• **Task brief**
Across these entries, how many lines contain the word "mounted"? Answer with only the number.

• **Input**
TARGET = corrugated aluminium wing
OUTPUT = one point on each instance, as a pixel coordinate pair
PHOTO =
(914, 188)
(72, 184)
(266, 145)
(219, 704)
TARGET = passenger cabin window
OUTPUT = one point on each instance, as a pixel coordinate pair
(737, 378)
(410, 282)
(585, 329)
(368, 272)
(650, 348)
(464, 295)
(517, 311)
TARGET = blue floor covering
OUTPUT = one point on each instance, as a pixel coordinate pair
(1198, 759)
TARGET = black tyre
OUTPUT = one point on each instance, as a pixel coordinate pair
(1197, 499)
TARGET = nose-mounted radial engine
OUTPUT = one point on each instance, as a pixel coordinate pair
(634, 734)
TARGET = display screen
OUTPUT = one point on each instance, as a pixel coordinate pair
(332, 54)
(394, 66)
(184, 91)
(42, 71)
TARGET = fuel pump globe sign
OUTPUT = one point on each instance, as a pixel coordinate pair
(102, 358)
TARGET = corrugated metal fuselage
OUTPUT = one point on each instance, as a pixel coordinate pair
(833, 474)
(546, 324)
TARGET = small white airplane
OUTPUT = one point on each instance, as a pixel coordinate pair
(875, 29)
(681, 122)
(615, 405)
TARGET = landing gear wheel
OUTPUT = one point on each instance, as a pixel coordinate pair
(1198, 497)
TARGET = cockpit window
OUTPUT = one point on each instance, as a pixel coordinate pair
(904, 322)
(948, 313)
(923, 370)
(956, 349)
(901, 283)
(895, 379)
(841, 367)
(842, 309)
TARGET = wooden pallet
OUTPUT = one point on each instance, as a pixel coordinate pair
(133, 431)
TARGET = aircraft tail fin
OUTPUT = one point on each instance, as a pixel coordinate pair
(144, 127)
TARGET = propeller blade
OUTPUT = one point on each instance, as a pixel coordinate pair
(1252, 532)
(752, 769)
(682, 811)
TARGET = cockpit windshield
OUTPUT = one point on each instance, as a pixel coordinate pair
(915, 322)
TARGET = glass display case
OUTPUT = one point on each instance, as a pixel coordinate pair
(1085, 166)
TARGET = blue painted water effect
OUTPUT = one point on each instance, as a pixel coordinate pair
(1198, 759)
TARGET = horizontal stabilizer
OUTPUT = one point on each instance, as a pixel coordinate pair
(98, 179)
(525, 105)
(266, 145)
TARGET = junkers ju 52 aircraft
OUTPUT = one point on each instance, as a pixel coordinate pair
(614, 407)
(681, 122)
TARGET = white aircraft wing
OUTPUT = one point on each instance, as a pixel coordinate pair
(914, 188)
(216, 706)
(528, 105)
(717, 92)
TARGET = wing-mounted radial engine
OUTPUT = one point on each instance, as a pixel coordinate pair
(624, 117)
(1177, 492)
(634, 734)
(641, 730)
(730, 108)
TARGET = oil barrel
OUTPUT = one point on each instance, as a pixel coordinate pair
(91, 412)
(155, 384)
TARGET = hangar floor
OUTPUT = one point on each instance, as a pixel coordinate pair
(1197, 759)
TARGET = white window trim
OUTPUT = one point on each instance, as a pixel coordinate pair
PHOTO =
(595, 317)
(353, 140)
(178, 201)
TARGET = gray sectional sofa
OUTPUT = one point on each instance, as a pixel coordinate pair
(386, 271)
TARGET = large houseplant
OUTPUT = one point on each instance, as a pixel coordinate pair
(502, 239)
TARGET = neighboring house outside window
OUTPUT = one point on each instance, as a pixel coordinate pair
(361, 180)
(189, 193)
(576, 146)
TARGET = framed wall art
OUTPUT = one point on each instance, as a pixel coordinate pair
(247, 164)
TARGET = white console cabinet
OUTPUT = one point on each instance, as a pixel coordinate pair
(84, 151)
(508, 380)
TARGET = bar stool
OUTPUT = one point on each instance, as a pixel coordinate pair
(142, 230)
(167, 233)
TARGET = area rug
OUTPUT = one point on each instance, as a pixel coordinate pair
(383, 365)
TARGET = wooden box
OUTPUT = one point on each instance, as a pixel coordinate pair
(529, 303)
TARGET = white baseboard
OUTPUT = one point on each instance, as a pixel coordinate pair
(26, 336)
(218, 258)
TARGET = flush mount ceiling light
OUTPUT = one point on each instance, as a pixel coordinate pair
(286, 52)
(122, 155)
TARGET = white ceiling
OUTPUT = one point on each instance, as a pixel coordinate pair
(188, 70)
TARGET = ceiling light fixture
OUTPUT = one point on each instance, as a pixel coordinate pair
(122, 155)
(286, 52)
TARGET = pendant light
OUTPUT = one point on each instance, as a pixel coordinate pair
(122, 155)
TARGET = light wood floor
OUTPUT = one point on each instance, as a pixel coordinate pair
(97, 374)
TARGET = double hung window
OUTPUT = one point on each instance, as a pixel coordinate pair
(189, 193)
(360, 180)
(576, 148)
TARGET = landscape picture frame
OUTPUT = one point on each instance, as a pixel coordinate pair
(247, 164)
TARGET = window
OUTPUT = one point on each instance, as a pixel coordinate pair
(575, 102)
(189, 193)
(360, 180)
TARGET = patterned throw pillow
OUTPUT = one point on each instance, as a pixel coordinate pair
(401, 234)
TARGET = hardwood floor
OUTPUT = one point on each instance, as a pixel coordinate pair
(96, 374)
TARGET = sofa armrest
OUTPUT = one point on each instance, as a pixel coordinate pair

• **Solution to the problem**
2